* Consigne: Trouvez, parmi les lignes ci-dessous, toutes celles qui contiennent le mot « with » et recopiez-les.

* Données affichées:

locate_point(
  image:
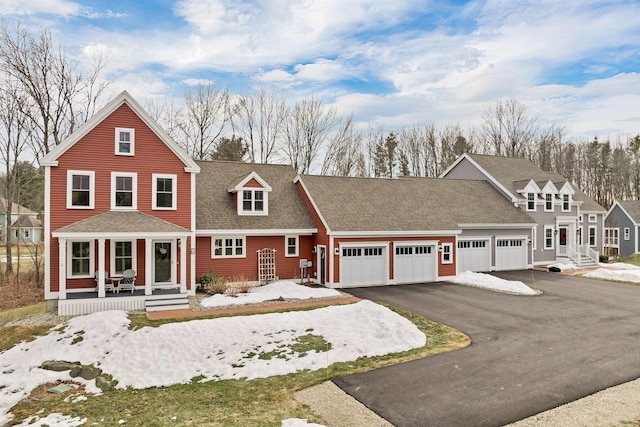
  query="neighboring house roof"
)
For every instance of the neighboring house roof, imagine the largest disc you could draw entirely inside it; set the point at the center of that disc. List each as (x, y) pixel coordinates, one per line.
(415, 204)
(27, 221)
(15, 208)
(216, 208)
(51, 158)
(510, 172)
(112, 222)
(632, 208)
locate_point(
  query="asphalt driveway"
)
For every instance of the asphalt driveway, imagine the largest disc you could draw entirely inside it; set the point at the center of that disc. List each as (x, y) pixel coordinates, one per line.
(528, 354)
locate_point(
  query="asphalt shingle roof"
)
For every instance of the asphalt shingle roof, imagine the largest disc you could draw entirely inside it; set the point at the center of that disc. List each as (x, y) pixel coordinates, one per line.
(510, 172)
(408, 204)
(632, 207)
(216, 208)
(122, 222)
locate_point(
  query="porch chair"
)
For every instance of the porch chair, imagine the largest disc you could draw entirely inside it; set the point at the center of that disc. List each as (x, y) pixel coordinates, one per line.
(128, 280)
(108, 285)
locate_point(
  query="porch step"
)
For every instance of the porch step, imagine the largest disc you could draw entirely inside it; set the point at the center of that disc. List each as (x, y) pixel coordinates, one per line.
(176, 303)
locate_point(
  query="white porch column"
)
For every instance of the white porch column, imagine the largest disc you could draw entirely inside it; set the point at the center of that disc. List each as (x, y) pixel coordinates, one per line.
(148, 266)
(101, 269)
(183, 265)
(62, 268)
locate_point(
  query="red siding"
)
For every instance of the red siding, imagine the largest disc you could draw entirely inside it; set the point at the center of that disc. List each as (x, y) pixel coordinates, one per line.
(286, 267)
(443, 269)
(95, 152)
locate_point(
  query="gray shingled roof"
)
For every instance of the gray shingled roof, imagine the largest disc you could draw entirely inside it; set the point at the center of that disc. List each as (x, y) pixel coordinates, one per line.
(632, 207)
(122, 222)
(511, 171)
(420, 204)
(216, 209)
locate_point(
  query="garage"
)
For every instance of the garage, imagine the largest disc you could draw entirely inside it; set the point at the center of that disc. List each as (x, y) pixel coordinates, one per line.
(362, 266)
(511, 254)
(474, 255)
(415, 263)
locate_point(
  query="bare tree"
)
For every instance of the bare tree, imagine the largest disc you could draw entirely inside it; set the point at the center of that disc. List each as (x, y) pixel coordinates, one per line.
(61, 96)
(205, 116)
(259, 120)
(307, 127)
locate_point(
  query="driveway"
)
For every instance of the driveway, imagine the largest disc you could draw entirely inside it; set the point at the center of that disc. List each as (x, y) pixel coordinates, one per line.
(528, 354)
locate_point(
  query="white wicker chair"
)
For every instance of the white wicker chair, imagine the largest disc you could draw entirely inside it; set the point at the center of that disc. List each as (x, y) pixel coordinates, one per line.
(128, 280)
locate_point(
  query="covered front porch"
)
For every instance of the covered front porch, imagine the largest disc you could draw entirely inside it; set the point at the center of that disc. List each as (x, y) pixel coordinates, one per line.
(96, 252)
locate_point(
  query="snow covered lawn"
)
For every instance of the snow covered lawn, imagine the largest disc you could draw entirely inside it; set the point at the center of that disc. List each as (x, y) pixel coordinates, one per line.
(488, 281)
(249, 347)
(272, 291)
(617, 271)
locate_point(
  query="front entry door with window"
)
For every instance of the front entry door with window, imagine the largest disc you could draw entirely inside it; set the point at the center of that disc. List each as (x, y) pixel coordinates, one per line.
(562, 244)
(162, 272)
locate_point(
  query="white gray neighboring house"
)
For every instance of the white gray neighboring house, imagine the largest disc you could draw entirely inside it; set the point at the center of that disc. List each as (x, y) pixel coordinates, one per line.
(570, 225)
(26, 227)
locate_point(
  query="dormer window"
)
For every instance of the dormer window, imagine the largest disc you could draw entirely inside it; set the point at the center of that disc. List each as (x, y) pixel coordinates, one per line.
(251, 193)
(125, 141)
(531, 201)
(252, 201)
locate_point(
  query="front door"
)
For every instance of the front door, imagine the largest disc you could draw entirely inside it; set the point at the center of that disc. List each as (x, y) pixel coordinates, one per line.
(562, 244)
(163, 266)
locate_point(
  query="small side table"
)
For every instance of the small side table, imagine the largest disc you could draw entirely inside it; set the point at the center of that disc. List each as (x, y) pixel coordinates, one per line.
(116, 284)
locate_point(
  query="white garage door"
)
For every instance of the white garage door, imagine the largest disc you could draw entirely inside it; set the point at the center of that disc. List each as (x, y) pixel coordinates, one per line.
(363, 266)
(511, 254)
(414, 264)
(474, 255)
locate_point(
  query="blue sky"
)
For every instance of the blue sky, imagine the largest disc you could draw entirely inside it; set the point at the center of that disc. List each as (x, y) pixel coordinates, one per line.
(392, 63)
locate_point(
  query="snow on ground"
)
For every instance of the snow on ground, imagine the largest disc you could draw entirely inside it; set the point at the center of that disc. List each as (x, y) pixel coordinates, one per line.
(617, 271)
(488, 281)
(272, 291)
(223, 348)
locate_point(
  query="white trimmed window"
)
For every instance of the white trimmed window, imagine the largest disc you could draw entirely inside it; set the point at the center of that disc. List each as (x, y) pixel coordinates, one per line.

* Réponse complète:
  query="front entry door with window"
For every instance of the front entry door with window, imagine the largest disc you could draw entirely inside it; set the point at the center of that disc. List each as (x, y) pixel coordinates, one per line.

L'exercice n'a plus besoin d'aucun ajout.